• What you should do: Only an exact reprint of all the data is acceptable.

§

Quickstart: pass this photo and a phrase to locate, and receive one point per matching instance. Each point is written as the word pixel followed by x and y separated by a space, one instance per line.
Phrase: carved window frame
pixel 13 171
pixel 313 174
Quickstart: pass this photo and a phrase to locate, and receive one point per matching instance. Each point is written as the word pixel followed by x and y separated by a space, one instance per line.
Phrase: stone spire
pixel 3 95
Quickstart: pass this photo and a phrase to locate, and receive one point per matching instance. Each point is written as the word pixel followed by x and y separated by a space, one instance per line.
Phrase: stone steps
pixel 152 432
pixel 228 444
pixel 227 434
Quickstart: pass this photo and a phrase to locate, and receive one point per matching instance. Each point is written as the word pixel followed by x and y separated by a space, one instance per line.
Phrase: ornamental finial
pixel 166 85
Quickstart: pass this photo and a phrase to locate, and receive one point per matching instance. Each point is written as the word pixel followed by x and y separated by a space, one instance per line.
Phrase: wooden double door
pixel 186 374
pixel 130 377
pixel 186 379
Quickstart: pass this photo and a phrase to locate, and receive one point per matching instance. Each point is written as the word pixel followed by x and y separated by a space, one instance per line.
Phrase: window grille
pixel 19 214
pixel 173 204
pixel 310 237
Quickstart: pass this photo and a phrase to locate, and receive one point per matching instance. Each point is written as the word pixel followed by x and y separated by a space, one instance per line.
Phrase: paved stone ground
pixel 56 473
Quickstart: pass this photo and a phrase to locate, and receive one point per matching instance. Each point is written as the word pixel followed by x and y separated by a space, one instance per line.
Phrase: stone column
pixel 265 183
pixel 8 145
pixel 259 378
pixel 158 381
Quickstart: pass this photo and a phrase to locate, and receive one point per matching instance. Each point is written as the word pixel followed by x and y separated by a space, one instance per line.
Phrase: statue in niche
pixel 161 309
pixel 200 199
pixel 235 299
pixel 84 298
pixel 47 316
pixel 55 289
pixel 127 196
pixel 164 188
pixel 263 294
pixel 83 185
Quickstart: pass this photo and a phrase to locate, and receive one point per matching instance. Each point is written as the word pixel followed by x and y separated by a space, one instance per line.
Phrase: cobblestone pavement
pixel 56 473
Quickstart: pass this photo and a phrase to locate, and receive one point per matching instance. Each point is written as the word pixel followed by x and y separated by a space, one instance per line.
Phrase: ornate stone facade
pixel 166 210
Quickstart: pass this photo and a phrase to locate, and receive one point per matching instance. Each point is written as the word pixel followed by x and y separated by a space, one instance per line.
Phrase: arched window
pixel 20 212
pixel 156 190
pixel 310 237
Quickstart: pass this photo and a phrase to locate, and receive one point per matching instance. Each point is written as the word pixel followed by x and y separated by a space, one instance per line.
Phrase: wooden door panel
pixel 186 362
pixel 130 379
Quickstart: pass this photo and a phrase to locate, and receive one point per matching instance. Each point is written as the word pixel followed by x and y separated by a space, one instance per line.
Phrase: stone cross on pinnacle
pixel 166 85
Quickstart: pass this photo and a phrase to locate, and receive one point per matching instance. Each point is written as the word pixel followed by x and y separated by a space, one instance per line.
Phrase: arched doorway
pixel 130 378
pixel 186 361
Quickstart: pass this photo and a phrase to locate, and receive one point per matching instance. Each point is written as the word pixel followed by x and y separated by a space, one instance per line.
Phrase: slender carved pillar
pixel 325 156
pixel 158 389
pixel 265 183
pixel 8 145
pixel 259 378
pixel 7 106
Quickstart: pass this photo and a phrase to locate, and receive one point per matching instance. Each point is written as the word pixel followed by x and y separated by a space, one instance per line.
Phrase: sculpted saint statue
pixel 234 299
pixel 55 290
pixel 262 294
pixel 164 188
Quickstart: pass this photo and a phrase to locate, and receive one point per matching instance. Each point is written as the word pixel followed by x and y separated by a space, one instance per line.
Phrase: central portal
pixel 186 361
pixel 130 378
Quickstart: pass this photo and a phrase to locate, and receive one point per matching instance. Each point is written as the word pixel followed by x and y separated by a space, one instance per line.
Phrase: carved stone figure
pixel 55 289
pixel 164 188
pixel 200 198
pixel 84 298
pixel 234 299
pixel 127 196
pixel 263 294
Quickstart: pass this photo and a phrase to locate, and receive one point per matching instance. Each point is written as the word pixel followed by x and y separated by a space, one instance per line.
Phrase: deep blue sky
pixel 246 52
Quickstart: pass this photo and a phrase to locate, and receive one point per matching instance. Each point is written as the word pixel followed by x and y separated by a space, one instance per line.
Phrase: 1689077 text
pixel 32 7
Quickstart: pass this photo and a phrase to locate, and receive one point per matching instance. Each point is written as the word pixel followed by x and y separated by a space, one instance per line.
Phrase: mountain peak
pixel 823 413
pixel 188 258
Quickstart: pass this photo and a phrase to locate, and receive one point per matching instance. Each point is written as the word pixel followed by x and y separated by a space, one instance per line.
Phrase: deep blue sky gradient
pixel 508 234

§

• Output of the exercise:
Quickstart: pass this photo and a phrase to locate, and receive one point per matching instance. Each point is written as the word pixel followed by x and y separated by a space, one instance per line.
Phrase: carved window frame
pixel 13 171
pixel 313 174
Quickstart: pass this photo and a phrase to locate, and receive one point per matching instance. Each point is written as the word pixel followed by x and y separated by a space, one instance per line.
Phrase: stone spire
pixel 3 95
Quickstart: pass this photo and a phrase to locate, and receive one point per matching instance. Each point is written as the word pixel followed by x and y separated by a space, one instance per line.
Phrase: stone steps
pixel 152 432
pixel 228 444
pixel 227 434
Quickstart: pass this photo and a phrase to locate, and receive one point per matching instance. Each point is written as the word pixel followed by x and y separated by a space, one instance per line.
Phrase: ornamental finial
pixel 166 85
Quickstart: pass this photo and a phrase to locate, and receive one point per matching instance. Each point is written as the word pixel followed by x and y separated by a space, one instance per line.
Phrase: wooden double door
pixel 186 374
pixel 130 377
pixel 186 379
Quickstart: pass this photo and a phrase to locate, and receive one point per matching instance. Each point is written as the word pixel followed by x and y separated by a space, one instance per line.
Phrase: window grille
pixel 19 214
pixel 173 204
pixel 310 237
Quickstart: pass this photo and a phrase to locate, and receive one point per matching instance. Each point is written as the word pixel followed by x and y separated by a space, one instance per line.
Phrase: paved stone ground
pixel 56 473
Quickstart: pass this photo and a phrase to locate, and receive one point per matching instance. Each point is written as the word pixel followed by x and y separated by a space, one instance per line.
Phrase: stone column
pixel 265 183
pixel 8 145
pixel 259 378
pixel 158 381
Quickstart: pass this photo and a phrase to locate, and receive one point per matching instance. Each point is written as the word pixel followed by x and y separated by a space, one instance per line.
Phrase: statue in niche
pixel 161 309
pixel 200 199
pixel 235 299
pixel 84 298
pixel 47 316
pixel 55 289
pixel 127 196
pixel 164 188
pixel 263 294
pixel 83 185
Quickstart: pass this photo and a phrase to locate, and receive one point per matching instance. Each point is written as the word pixel followed by x and y separated by a space, one instance per line.
Phrase: cobblestone pavement
pixel 56 473
Quickstart: pass this photo and a phrase to locate, and receive one point per matching instance. Each point is written as the word pixel followed by x and y separated by a space, one instance per line.
Phrase: ornate stone facade
pixel 166 210
Quickstart: pass this photo and a phrase to locate, and receive one point per matching instance. Each point is written as the word pixel followed by x and y separated by a space, one instance per line.
Phrase: arched window
pixel 20 212
pixel 156 190
pixel 310 237
Quickstart: pass this photo and a phrase to locate, and receive one point per matching instance. Each point is written as the word pixel followed by x and y separated by a space, one instance per line.
Phrase: wooden door panel
pixel 186 362
pixel 130 379
Quickstart: pass this photo and a phrase to locate, and receive one point per matching instance. Each point is written as the word pixel followed by x and y separated by a space, one instance per line.
Phrase: stone cross on pinnacle
pixel 166 85
Quickstart: pass this photo and a phrase to locate, and receive one point per matching instance. Each point is written as the word pixel followed by x and y separated by a space, one instance per line.
Phrase: arched doorway
pixel 130 378
pixel 186 361
Quickstart: pass this photo and a phrase to locate, and receive one point per matching instance. Each point is written as the word pixel followed by x and y separated by a space, one instance per line.
Phrase: slender carved pillar
pixel 325 156
pixel 158 389
pixel 265 183
pixel 8 145
pixel 259 378
pixel 7 106
Quickstart: pass this photo and a phrase to locate, and receive one point per matching instance. Each point is written as the word pixel followed by x and y separated by a space, one instance per line.
Phrase: sculpted saint statue
pixel 234 299
pixel 55 290
pixel 262 294
pixel 164 188
Quickstart: pass this photo and a phrase to locate, and receive one point per matching instance. Each point is written as the word pixel followed by x and y separated by a space, one instance per line.
Phrase: central portal
pixel 186 361
pixel 130 378
Quickstart: pass this photo and a phrase to locate, and receive one point per matching instance. Each point is written as the word pixel followed by x and y separated by a space, one instance per line.
Phrase: carved stone figure
pixel 55 289
pixel 164 188
pixel 200 198
pixel 84 298
pixel 234 299
pixel 127 196
pixel 263 294
Quickstart: pass this photo and a phrase to locate, and receive one point per matching instance. Each point is written as the word pixel followed by x and y separated by a space, one instance per line.
Phrase: deep blue sky
pixel 246 52
Quickstart: pass this photo and a phrase to locate, and receive one point per matching instance. Each point is written as the word pixel followed by x and y separated by a space, one instance per line.
Phrase: 1689077 text
pixel 32 7
Quickstart: pass this photo and a phrase to locate, and receive one point per matching instance. Each point is written as the word pixel followed by x and y separated by a space, one instance per line.
Phrase: mountain peak
pixel 823 413
pixel 188 258
Quickstart: pass this photo and a phrase to locate, and receive one point per matching instance. Each point is written as the word pixel followed by x and y separated by a space, one instance per line.
Phrase: deep blue sky gradient
pixel 508 234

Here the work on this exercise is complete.